*** Data to use

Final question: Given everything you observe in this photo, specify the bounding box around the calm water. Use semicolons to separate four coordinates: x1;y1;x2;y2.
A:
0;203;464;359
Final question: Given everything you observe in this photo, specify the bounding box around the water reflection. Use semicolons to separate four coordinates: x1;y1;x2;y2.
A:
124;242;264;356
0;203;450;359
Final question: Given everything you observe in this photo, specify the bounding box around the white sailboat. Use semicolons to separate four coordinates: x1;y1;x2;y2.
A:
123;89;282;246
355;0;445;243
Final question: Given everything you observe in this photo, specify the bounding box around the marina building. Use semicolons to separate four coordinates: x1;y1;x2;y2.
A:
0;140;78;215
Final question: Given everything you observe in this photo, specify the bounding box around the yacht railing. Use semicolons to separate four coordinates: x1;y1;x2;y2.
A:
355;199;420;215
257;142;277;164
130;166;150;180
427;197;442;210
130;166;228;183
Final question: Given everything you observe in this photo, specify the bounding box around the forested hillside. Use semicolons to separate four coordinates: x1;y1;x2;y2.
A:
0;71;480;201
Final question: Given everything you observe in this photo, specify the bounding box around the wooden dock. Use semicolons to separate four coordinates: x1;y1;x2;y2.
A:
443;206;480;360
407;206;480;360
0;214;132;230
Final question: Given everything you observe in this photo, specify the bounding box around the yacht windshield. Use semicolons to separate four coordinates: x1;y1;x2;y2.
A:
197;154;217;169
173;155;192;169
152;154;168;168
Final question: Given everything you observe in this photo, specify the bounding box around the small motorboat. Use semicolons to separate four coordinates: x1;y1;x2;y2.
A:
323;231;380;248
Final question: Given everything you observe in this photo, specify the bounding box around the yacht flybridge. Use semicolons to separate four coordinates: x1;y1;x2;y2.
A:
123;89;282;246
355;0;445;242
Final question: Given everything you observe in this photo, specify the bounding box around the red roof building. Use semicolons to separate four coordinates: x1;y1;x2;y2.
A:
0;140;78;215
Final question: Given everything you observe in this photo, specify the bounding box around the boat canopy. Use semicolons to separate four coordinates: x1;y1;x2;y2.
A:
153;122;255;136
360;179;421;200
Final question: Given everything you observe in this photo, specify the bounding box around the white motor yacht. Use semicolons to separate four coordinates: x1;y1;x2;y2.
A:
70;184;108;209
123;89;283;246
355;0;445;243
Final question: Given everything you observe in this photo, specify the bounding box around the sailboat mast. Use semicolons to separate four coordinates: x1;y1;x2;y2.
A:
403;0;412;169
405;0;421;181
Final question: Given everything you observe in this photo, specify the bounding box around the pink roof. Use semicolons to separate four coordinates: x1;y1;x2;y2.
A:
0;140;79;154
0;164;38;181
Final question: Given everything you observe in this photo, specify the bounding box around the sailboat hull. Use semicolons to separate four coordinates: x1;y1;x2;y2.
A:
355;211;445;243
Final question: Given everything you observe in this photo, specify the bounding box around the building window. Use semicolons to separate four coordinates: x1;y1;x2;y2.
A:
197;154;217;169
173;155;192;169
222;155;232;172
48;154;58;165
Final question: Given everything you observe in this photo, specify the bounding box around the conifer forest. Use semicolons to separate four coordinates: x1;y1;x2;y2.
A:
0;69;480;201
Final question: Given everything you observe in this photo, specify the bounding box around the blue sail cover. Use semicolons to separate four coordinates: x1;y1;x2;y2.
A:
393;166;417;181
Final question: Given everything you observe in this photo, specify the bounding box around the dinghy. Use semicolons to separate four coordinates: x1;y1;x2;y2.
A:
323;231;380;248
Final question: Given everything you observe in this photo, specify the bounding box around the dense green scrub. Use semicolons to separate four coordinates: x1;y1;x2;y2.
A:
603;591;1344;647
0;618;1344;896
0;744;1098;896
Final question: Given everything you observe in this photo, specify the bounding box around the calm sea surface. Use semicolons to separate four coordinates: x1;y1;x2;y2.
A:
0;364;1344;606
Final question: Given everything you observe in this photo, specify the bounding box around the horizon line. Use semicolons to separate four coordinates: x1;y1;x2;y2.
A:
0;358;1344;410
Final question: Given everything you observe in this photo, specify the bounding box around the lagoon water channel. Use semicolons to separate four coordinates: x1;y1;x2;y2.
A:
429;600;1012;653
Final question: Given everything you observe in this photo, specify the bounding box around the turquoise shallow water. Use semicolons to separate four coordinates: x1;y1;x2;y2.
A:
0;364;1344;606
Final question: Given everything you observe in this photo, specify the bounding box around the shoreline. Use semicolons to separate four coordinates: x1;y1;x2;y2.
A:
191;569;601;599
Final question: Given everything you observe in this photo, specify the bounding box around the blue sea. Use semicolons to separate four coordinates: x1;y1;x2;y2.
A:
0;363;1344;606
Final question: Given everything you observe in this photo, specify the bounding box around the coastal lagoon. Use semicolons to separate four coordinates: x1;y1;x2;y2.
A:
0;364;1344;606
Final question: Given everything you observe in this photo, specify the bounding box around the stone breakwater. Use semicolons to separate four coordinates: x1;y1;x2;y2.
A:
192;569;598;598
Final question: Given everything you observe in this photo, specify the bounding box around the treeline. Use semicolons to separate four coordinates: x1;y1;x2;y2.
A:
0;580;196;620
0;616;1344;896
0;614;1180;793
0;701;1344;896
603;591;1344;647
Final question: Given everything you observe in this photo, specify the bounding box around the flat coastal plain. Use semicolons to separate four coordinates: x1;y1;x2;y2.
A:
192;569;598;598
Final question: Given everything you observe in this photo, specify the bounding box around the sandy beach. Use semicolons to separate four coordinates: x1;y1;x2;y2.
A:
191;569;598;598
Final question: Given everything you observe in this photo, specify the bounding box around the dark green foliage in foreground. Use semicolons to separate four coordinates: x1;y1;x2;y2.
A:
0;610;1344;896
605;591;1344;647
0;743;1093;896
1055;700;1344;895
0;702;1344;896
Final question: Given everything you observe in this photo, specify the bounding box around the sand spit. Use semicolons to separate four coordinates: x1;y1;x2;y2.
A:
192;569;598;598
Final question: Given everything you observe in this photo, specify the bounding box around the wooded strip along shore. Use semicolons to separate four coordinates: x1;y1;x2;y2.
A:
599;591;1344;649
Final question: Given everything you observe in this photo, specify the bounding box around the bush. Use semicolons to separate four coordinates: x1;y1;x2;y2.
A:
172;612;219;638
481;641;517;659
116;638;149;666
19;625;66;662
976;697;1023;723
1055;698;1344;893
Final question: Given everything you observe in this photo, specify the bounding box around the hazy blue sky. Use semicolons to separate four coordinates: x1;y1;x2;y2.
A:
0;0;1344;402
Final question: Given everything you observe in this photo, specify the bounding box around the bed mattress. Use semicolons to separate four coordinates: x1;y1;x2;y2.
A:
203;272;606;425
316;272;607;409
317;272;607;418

******

* **Task statement**
Arrange all of the items above as a Markdown table with two columns, No. and Line. Give each line its own numbered row and leave out blank lines.

* **Reply**
| No. | Line |
|---|---|
| 1 | Final question: Given everything you observe in this photo, specify the bounding box around the calm water. Use semicolons to separate four coordinates: x1;y1;x2;y2. |
| 2 | A: |
| 3 | 0;203;464;359 |
| 4 | Final question: Given everything you observe in this photo, specify the bounding box around the water reflection. Use semicolons to separate four coordinates: x1;y1;x2;y2. |
| 5 | A: |
| 6 | 124;242;264;356 |
| 7 | 0;203;450;359 |
| 8 | Final question: Given everything you observe in this photo, specify the bounding box around the white sailboat. Use semicolons to separate four coordinates: x1;y1;x2;y2. |
| 9 | A: |
| 10 | 123;89;282;246 |
| 11 | 355;0;445;243 |
| 12 | Final question: Given everything you observe in this photo, specify the bounding box around the marina building. Use semicolons to separate four coordinates: x1;y1;x2;y2. |
| 13 | A: |
| 14 | 0;140;78;215 |
| 15 | Final question: Given everything you observe in this photo, specify the bounding box around the yacht railing. Use semicolons to separate four coordinates: x1;y1;x2;y2. |
| 16 | A: |
| 17 | 355;199;420;215 |
| 18 | 257;142;277;164 |
| 19 | 130;166;150;180 |
| 20 | 427;197;442;210 |
| 21 | 130;166;228;183 |
| 22 | Final question: Given everything you observe in this photo, specify the bounding box around the forested hillside. Use semicolons to separate four coordinates: x1;y1;x2;y2. |
| 23 | A: |
| 24 | 0;71;480;201 |
| 25 | Final question: Given everything you observe in this photo, specify the bounding box around the wooden dock. Use semicolons to separate four coordinates: x1;y1;x2;y2. |
| 26 | A: |
| 27 | 443;206;480;360 |
| 28 | 407;206;480;360 |
| 29 | 0;214;132;230 |
| 30 | Final question: Given everything you observe in this photo, specify the bounding box around the yacht windshield. Use semicolons to separate four coordinates: x1;y1;x2;y2. |
| 31 | A: |
| 32 | 197;154;217;169 |
| 33 | 173;155;192;169 |
| 34 | 152;154;168;168 |
| 35 | Final question: Given everything you observe in this photo, specify the bounding box around the small motorboat. Use semicolons to separate four coordinates: x1;y1;x2;y2. |
| 36 | A: |
| 37 | 323;231;380;248 |
| 38 | Final question: Given everything you observe in this photo, specify the bounding box around the yacht flybridge. Use semicolons to separate four coordinates: x1;y1;x2;y2. |
| 39 | A: |
| 40 | 123;89;282;246 |
| 41 | 355;0;445;242 |
| 42 | Final question: Given everything you observe in this photo, specify the bounding box around the red roof building. Use semicolons to separate four coordinates: x1;y1;x2;y2. |
| 43 | A: |
| 44 | 0;140;78;215 |
| 45 | Final question: Given everything you observe in this photo, specify the bounding box around the boat canopy. Use semicolons to separate four coordinates: x1;y1;x2;y2. |
| 46 | A: |
| 47 | 153;122;255;136 |
| 48 | 360;179;421;200 |
| 49 | Final question: Given everything you observe in this photo, specify the bounding box around the white motor yacht. Use semicolons to separate four coordinates: x1;y1;x2;y2. |
| 50 | A: |
| 51 | 70;184;108;209 |
| 52 | 123;89;283;246 |
| 53 | 355;0;445;243 |
| 54 | Final question: Given everything you observe in this photo, specify the bounding box around the sailboat mast. Use semicolons to separate four coordinates: x1;y1;x2;y2. |
| 55 | A: |
| 56 | 403;0;412;169 |
| 57 | 405;0;421;181 |
| 58 | Final question: Given everything you observe in this photo, specify the bounding box around the pink roof. Use semicolons to separate four coordinates: x1;y1;x2;y2. |
| 59 | A: |
| 60 | 0;140;79;154 |
| 61 | 0;164;38;181 |
| 62 | Final question: Given everything you observe in this photo, specify the bounding box around the sailboat hull. Use semicolons to separate four coordinates: x1;y1;x2;y2. |
| 63 | A: |
| 64 | 355;211;445;243 |
| 65 | Final question: Given everything you observe in this photo, specify the bounding box around the building window. Use semicolons to separate four coordinates: x1;y1;x2;y2. |
| 66 | A: |
| 67 | 197;154;217;169 |
| 68 | 173;155;192;169 |
| 69 | 222;155;232;172 |
| 70 | 48;154;58;165 |
| 71 | Final question: Given everything you observe in this photo, specify the bounding box around the conifer forest. Use semicolons to separate four coordinates: x1;y1;x2;y2. |
| 72 | A: |
| 73 | 0;69;480;201 |
| 74 | Final question: Given everything you observe in this photo, specify the bounding box around the blue sail cover. Use semicolons to separate four coordinates: x1;y1;x2;y2. |
| 75 | A: |
| 76 | 393;166;417;181 |
| 77 | Final question: Given everything you observe in this photo, specify the bounding box around the dinghy. Use semicolons to separate four coordinates: x1;y1;x2;y2. |
| 78 | A: |
| 79 | 323;231;380;248 |
| 80 | Final question: Given everything you observe in this photo, specify the bounding box around the dense green scrub. Use semicolons to separate four coordinates: x1;y1;x2;y2. |
| 81 | A: |
| 82 | 603;591;1344;647 |
| 83 | 0;618;1344;896 |
| 84 | 0;744;1098;896 |
| 85 | Final question: Given everything you observe in this photo, specify the bounding box around the calm sea surface. Use semicolons to separate four coordinates: x1;y1;x2;y2. |
| 86 | A: |
| 87 | 0;364;1344;606 |
| 88 | Final question: Given everything you observe in this photo, specify the bounding box around the horizon line. Use semicolons to separate four coordinates: x1;y1;x2;y2. |
| 89 | A: |
| 90 | 0;358;1344;410 |
| 91 | Final question: Given everything you observe in this photo, specify the bounding box around the lagoon water channel. Use semicolons to separate four coordinates: x1;y1;x2;y2. |
| 92 | A: |
| 93 | 429;600;1012;653 |
| 94 | Final question: Given everything you observe in this photo, specify the bounding box around the turquoise shallow water. Use semicolons to separate four coordinates: x1;y1;x2;y2. |
| 95 | A: |
| 96 | 0;364;1344;606 |
| 97 | Final question: Given everything you observe in this photo, specify the bounding box around the shoreline. Use semicolons to separate four coordinates: x1;y1;x2;y2. |
| 98 | A: |
| 99 | 191;569;601;599 |
| 100 | Final question: Given everything you observe in this photo, specify the bounding box around the blue sea. Use semicolons to separate four coordinates: x1;y1;x2;y2. |
| 101 | A: |
| 102 | 0;363;1344;606 |
| 103 | Final question: Given everything you observe in this photo, specify the bounding box around the coastal lagoon. Use semicolons to separate four coordinates: x1;y1;x2;y2. |
| 104 | A: |
| 105 | 0;364;1344;606 |
| 106 | Final question: Given everything you observe in this photo, specify the bounding box around the stone breakwater. Use semicolons to separate four coordinates: x1;y1;x2;y2. |
| 107 | A: |
| 108 | 192;569;598;598 |
| 109 | Final question: Given everything you observe in this photo, specify the bounding box around the treeline. Use semicolons to separate four coordinates: x1;y1;x2;y2. |
| 110 | A: |
| 111 | 0;580;196;620 |
| 112 | 0;616;1344;896 |
| 113 | 0;614;1180;793 |
| 114 | 0;701;1344;896 |
| 115 | 603;591;1344;647 |
| 116 | Final question: Given everything you observe in this photo, specify the bounding box around the flat coastal plain. Use semicolons to separate four coordinates: x1;y1;x2;y2. |
| 117 | A: |
| 118 | 192;569;598;598 |
| 119 | Final question: Given everything you observe in this photo, specify the bounding box around the sandy beach. Use semicolons to separate four coordinates: x1;y1;x2;y2. |
| 120 | A: |
| 121 | 191;569;598;598 |
| 122 | Final question: Given everything you observe in this photo, specify the bounding box around the dark green foliage in foreground. Use semicolons to separate four coordinates: x1;y1;x2;y2. |
| 123 | A: |
| 124 | 0;610;1344;896 |
| 125 | 605;591;1344;647 |
| 126 | 0;743;1093;896 |
| 127 | 1055;700;1344;895 |
| 128 | 0;702;1344;896 |
| 129 | Final question: Given everything you observe in this photo, specify the bounding box around the sand spit. Use semicolons to separate four coordinates: x1;y1;x2;y2. |
| 130 | A: |
| 131 | 192;569;598;598 |
| 132 | Final question: Given everything you observe in this photo, specify the bounding box around the wooded strip along shore. Use semicolons to separate four coordinates: x1;y1;x2;y2. |
| 133 | A: |
| 134 | 599;591;1344;649 |
| 135 | Final question: Given everything you observe in this photo, specify the bounding box around the bush. Use semicolons to separate four coordinates: x1;y1;x2;y2. |
| 136 | A: |
| 137 | 172;612;219;638 |
| 138 | 481;641;517;659 |
| 139 | 116;638;149;666 |
| 140 | 19;625;66;662 |
| 141 | 976;697;1023;723 |
| 142 | 1055;698;1344;893 |
| 143 | Final question: Given everything you observe in this photo, specify the bounding box around the hazy blue sky. Use semicolons to separate four coordinates: x1;y1;x2;y2. |
| 144 | A: |
| 145 | 0;0;1344;402 |
| 146 | Final question: Given everything you observe in this photo, specify the bounding box around the bed mattress. Use semicolons to separate four coordinates: x1;y1;x2;y2. |
| 147 | A: |
| 148 | 203;272;606;425 |
| 149 | 316;272;607;409 |
| 150 | 317;272;607;418 |